Sin embargo, ha sido a lo largo de poco más de la última década que la creencia en el apocalipsis se ha aupado al mainstream de nuestra cultura, convirtiéndose en el proceso en asunto cinematográfico de primer orden. En el período que delimitan el miedo al efecto 2000, por un lado, y el 21 de diciembre de 2012, supuesto último día del calendario maya, por otro, la cultura popular se ha intoxicado de ese miedo al juicio final, envalentonada cómo no por el 11-S, y el tsunami del sureste asiático, y el colapso económico mundial, y el accidente nuclear de Fukushima. Poner imágenes a la destrucción del planeta, decimos, nunca antes había estado tan en boga.

De hecho, hemos sido testigos de tantas invasiones alienígenas, tantas hordas de zombis y tantos cataclismos naturales que esas amenazas han dejado de representar nuestras zozobras. En estos tiempos inciertos, necesitamos un cine apocalíptico en el que creer. Por eso, en lugar de los meteoritos y las olas gigantes que han dado trabajo a los héroes de Hollywood hasta hace poco, ahora el fin del mundo lo encarnan planetas llamados Melancolía dispuestos a colisionar con el nuestro, y virus llamados Pánico que se propagan de forma tan destructora como las políticas de Angela Merkel. La enfermedad ideada por los hermanos Pastor en Los últimos días es, como la paranoia que azota al protagonista de Take Shelter

(Jeff Nichols, 2011) --¿quién dijo aquello de que «que yo esté paranoico ni significa que no me persigan»?— o la oscuridad final que engulle a los de El caballo de Turín (Béla Tarr, 2011), el reflejo de nuestra psique colectiva, perdida y desamparada. A diferencia del cine de Roland Emmerich, aquí no hay equipos de científicos o de políticos que trabajen contra reloj para salvarnos, no hay heroes. Estamos solos, esperando lo inevitable.

- [Datos proporcionados]
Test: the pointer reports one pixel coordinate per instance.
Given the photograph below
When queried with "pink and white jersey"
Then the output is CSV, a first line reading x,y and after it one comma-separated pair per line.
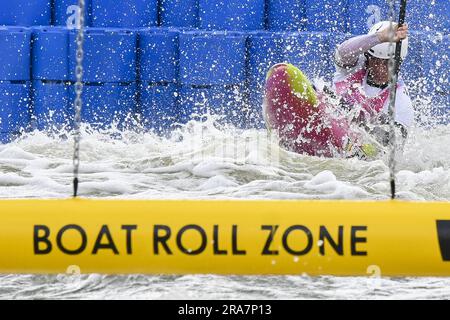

- [Tarea A] En el texto sobre el cine apocalíptico, ¿qué fecha se señala como supuesto último día del calendario maya?
- [Tarea B] Copia del texto sobre el cine apocalíptico el fragmento que va desde "(Jeff Nichols, 2011)" hasta "esperando lo inevitable.", ambos incluidos.

- [Resultado A] El 21 de diciembre de 2012.

- [Resultado B]
(Jeff Nichols, 2011) --¿quién dijo aquello de que «que yo esté paranoico ni significa que no me persigan»?— o la oscuridad final que engulle a los de El caballo de Turín (Béla Tarr, 2011), el reflejo de nuestra psique colectiva, perdida y desamparada. A diferencia del cine de Roland Emmerich, aquí no hay equipos de científicos o de políticos que trabajen contra reloj para salvarnos, no hay heroes. Estamos solos, esperando lo inevitable.